## INPUT
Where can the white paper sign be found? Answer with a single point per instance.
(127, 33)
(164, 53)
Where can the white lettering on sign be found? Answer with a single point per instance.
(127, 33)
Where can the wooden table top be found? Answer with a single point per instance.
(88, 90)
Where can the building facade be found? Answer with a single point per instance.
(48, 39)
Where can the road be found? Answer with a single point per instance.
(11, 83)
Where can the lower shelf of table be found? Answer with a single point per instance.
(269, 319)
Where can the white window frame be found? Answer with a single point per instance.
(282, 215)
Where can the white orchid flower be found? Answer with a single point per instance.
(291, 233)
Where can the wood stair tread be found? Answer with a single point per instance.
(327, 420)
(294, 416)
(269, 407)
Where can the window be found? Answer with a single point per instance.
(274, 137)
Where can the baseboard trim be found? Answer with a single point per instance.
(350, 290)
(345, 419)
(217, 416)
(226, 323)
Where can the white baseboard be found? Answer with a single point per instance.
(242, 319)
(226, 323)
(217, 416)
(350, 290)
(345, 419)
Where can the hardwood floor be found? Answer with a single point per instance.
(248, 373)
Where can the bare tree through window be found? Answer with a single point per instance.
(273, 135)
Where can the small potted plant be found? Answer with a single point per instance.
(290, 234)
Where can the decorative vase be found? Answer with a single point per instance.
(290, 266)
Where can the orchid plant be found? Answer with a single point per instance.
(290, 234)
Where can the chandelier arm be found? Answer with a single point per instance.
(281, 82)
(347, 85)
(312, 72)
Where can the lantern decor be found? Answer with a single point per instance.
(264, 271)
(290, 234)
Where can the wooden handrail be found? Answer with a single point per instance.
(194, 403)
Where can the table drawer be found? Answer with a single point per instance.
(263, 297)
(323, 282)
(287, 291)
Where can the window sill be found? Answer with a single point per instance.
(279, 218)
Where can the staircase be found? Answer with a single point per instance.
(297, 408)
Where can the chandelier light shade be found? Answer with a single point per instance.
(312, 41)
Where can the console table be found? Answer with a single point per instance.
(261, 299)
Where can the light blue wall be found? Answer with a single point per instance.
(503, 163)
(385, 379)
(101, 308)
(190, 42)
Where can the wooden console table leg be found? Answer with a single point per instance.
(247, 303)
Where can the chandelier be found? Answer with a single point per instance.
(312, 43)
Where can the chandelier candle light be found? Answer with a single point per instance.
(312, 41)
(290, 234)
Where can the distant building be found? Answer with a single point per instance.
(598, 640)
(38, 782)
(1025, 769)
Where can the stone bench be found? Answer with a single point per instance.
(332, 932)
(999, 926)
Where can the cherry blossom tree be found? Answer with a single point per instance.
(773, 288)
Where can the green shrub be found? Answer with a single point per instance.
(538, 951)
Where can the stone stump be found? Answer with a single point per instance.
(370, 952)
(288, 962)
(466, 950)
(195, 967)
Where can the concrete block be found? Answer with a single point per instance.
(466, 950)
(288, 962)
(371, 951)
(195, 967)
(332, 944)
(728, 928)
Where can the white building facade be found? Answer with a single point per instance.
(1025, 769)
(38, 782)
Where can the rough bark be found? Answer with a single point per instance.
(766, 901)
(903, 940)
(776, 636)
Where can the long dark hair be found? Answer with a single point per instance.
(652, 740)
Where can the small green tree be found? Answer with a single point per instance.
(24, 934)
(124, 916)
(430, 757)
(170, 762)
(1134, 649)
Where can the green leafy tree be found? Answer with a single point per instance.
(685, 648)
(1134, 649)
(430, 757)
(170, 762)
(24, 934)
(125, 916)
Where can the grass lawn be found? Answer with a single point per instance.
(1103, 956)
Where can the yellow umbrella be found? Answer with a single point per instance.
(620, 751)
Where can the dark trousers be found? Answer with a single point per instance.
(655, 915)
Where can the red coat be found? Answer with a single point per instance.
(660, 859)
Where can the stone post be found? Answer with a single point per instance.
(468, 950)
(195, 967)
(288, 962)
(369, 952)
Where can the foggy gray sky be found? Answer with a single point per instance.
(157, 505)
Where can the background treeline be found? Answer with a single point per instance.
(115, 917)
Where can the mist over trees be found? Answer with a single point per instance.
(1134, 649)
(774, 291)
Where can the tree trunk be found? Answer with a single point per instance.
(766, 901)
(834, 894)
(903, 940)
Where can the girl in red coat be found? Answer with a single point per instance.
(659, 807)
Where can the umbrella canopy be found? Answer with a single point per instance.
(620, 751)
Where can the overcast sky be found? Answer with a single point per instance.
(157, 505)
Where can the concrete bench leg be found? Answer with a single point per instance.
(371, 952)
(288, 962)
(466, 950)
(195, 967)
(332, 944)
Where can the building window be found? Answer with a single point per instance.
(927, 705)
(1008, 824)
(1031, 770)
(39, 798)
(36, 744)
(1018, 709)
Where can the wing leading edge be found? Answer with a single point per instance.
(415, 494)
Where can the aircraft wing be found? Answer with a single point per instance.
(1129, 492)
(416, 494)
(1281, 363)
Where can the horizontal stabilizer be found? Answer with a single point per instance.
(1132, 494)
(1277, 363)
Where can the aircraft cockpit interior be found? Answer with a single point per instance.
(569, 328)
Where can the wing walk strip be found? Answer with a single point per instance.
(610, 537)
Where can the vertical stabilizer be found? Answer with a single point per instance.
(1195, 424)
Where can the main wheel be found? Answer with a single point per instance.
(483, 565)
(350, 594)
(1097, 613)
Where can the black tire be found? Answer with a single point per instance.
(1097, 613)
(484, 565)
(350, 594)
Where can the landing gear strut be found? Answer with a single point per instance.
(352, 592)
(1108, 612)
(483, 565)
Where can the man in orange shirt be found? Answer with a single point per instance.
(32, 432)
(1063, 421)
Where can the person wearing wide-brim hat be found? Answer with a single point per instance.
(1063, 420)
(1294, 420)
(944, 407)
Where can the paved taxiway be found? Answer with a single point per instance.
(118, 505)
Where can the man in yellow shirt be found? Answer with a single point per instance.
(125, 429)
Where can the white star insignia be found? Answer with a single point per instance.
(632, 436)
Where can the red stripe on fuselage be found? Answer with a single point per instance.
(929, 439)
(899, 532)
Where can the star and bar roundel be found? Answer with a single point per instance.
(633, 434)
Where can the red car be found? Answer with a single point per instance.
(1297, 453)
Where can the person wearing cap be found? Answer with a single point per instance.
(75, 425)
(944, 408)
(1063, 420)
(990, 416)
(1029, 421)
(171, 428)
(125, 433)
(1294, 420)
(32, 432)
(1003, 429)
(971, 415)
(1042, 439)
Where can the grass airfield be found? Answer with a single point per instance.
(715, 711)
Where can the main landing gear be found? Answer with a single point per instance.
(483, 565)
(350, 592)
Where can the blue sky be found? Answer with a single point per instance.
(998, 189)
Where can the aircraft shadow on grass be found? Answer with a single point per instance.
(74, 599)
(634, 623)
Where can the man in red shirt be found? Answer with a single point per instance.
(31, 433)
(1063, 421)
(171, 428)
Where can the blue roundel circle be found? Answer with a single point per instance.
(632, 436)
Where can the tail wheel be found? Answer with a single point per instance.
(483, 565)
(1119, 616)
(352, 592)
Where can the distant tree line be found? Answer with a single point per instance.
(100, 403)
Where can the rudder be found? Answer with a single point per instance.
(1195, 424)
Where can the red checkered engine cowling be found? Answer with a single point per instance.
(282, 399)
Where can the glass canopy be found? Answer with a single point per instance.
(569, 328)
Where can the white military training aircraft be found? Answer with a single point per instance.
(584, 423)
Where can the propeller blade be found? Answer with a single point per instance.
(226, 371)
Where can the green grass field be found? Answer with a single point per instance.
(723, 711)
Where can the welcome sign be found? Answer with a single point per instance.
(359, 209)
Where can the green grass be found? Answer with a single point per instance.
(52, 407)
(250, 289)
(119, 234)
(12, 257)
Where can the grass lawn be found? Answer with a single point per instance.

## YOUR TASK
Nothing in the records may be dropped; reproduce them exactly.

## EXERCISE SOLUTION
Where can the white paper sign be found? Answer with a single point per instance.
(127, 33)
(164, 53)
Where can the white lettering on sign be found? Answer with a single point per instance.
(127, 33)
Where can the wooden table top be found? Answer with a single point per instance.
(88, 90)
Where can the building facade be found? Answer with a single point per instance.
(48, 39)
Where can the road be found? Answer with a single point per instance.
(11, 83)
Where can the lower shelf of table be found? Answer with a single point per instance.
(269, 319)
Where can the white window frame be found? Answer with a single point per instance.
(282, 215)
Where can the white orchid flower be found? Answer with a single point per instance.
(291, 233)
Where can the wood stair tread be found? Answer with a single point per instance.
(327, 420)
(294, 416)
(269, 407)
Where can the window be found? Answer with a single point per instance.
(274, 137)
Where can the baseboard trim be found? Answer with a single point per instance.
(350, 290)
(345, 419)
(217, 416)
(226, 323)
Where can the white baseboard be found? Answer with a single point per instance.
(242, 319)
(226, 323)
(217, 416)
(350, 290)
(345, 419)
Where can the hardwood floor be found? Answer with a single point per instance.
(248, 373)
Where can the bare tree through window be found? Answer with a single point per instance.
(273, 135)
Where can the small potted plant be found? Answer with a single point per instance.
(290, 234)
Where can the decorative vase be found? Answer with a single point per instance.
(290, 266)
Where can the orchid plant be found? Answer with a single point per instance.
(290, 234)
Where can the chandelier arm be found? Answer with a single point per instance.
(281, 82)
(347, 85)
(312, 72)
Where can the lantern decor be found? Answer with a single point per instance.
(264, 271)
(290, 234)
Where can the wooden handrail be found? Answer with a single point per instance.
(194, 403)
Where can the table drawer be found? Answer with a single point per instance.
(263, 297)
(323, 282)
(287, 291)
Where can the window sill be found? Answer with a single point per instance.
(279, 218)
Where can the staircase be found? Answer with a single point per instance.
(297, 408)
Where can the chandelier light shade be found? Answer with a single point per instance.
(312, 41)
Where can the console table be found? Answer with a single point per instance.
(261, 299)
Where can the light blue wall be found? Answer with a single point per instance.
(503, 163)
(385, 379)
(101, 308)
(190, 42)
Where can the wooden console table leg be found? Answer with a single point per instance.
(247, 303)
Where can the chandelier be found? Answer with a single point per instance.
(312, 43)
Where can the chandelier candle light be found? Answer with a single point per instance.
(312, 41)
(290, 234)
Where can the distant building be found? Answer with a single point per instance.
(598, 640)
(38, 782)
(1025, 769)
Where can the stone bench be found? Answer with a single point per instance.
(332, 932)
(999, 926)
Where can the cherry blossom tree be found? Answer with a single point per instance.
(773, 288)
Where can the green shrub be found? Answer with a single point per instance.
(538, 951)
Where can the stone stump be found? Answer with a single point per instance.
(370, 952)
(288, 962)
(466, 950)
(195, 967)
Where can the concrete block be found? Answer with a single point per instance.
(466, 950)
(288, 962)
(371, 951)
(195, 967)
(332, 944)
(728, 928)
Where can the white building facade be found? Answer with a single point per instance.
(1025, 769)
(38, 782)
Where can the rough bark be found? Answer with a single point per instance.
(766, 901)
(903, 940)
(776, 636)
Where can the long dark hair be found? Answer with a single point per instance.
(652, 740)
Where can the small green tree be found? Answer with a single point per instance.
(24, 934)
(124, 916)
(430, 757)
(170, 762)
(1134, 649)
Where can the green leafy tree be found? Answer with a single point per instance.
(685, 648)
(1134, 649)
(430, 757)
(170, 762)
(24, 934)
(125, 916)
Where can the grass lawn be found? Answer with a single point per instance.
(1103, 956)
Where can the yellow umbrella be found? Answer with a single point per instance.
(620, 751)
Where can the dark trousers be found? Answer with a single point per instance.
(655, 915)
Where can the red coat be found? Answer with a single point per instance.
(660, 859)
Where can the stone post be found? Answer with a single point per instance.
(468, 950)
(195, 967)
(288, 962)
(369, 952)
Where can the foggy gray sky be found? Answer with a single point per instance.
(157, 505)
Where can the background treeline be found? Answer with a single point per instance.
(115, 917)
Where can the mist over trees be found? Answer with a single point per instance.
(1134, 649)
(774, 291)
Where can the tree trunk be found? Answer with a single point per instance.
(766, 901)
(834, 894)
(903, 940)
Where can the girl in red coat be found? Answer with a single point per instance.
(659, 807)
Where can the umbrella canopy be found? Answer with a single point per instance.
(620, 751)
Where can the overcast sky be found? Answer with a single point per instance.
(157, 505)
Where can the concrete bench leg be found? Answer with a single point per instance.
(371, 952)
(288, 962)
(466, 950)
(195, 967)
(332, 944)
Where can the building window be found? Answer with a single point per instance.
(927, 705)
(1008, 824)
(1031, 770)
(39, 798)
(36, 744)
(1018, 709)
Where can the wing leading edge be found? Answer with a single point per instance.
(415, 494)
Where can the aircraft wing be found? Answer with a single point per instance.
(1129, 492)
(416, 494)
(1281, 363)
Where can the horizontal stabilizer be found? Answer with a single point per instance.
(1132, 494)
(1277, 363)
Where can the aircraft cockpit interior be found? Answer with a single point per instance.
(569, 328)
Where can the wing walk strip be found? Answer with a single point per instance.
(610, 537)
Where can the vertical stabilizer be found? Answer with a single point per instance.
(1195, 424)
Where can the main wheel be found? Answer with a single point per instance.
(483, 565)
(350, 594)
(1097, 613)
Where can the black tire be found? Answer with a single point per instance.
(1097, 613)
(484, 565)
(350, 594)
Where can the landing gear strut be found? Answer with a single point per instance.
(352, 592)
(1108, 612)
(483, 565)
Where can the man in orange shirt be found? Answer with a single point per instance.
(32, 432)
(1063, 421)
Where can the person wearing wide-brim hat be found? Answer with a single point per instance.
(1063, 420)
(1294, 420)
(944, 407)
Where can the paved taxiway be found? Answer with a single point per instance.
(118, 505)
Where can the man in yellow shirt be found? Answer with a single point per instance.
(125, 429)
Where can the white star insignia be found? Answer with a single point per instance.
(632, 436)
Where can the red stripe on fuselage be found? Answer with a single point per instance.
(929, 439)
(899, 532)
Where can the star and bar roundel be found? Answer with a single point per instance.
(633, 434)
Where can the red car be found? Answer with a single point per instance.
(1297, 453)
Where can the person wearing cap be found? Answer with a single point per instance.
(75, 425)
(944, 408)
(1063, 420)
(990, 416)
(1029, 421)
(171, 428)
(125, 433)
(1294, 420)
(32, 432)
(1003, 429)
(971, 415)
(1042, 439)
Where can the grass airfield be found? Answer with a single point per instance.
(715, 711)
Where can the main landing gear be found? Answer with a single point per instance.
(483, 565)
(350, 592)
Where can the blue sky be found? Answer with a single point per instance.
(998, 189)
Where can the aircraft shadow on grass be found? Answer with a single point per instance.
(74, 599)
(634, 623)
Where can the man in red shirt be found? Answer with a single point per instance.
(31, 433)
(1063, 421)
(171, 428)
Where can the blue roundel circle be found? Answer with a single point per instance.
(632, 436)
Where can the tail wheel be found? Answer with a single point per instance.
(483, 565)
(1119, 616)
(352, 592)
Where can the distant tree line be found? Answer with a single point per instance.
(100, 403)
Where can the rudder be found? Answer with a single point per instance.
(1195, 424)
Where can the red checkered engine cowling be found? Answer with a single point per instance.
(282, 399)
Where can the glass canopy be found? Answer with a single point per instance.
(569, 328)
Where can the white military training aircraft be found? Answer with a single point per instance.
(584, 423)
Where can the propeller blade be found? Answer with a single point per instance.
(226, 371)
Where can the green grass field be found? Answer with a single point per instance.
(723, 711)
Where can the welcome sign be found? Answer with a single point per instance.
(359, 209)
Where can the green grass be found? Answer with a single point per instance.
(52, 407)
(250, 289)
(119, 234)
(12, 257)
Where can the grass lawn be found? Answer with a single point per instance.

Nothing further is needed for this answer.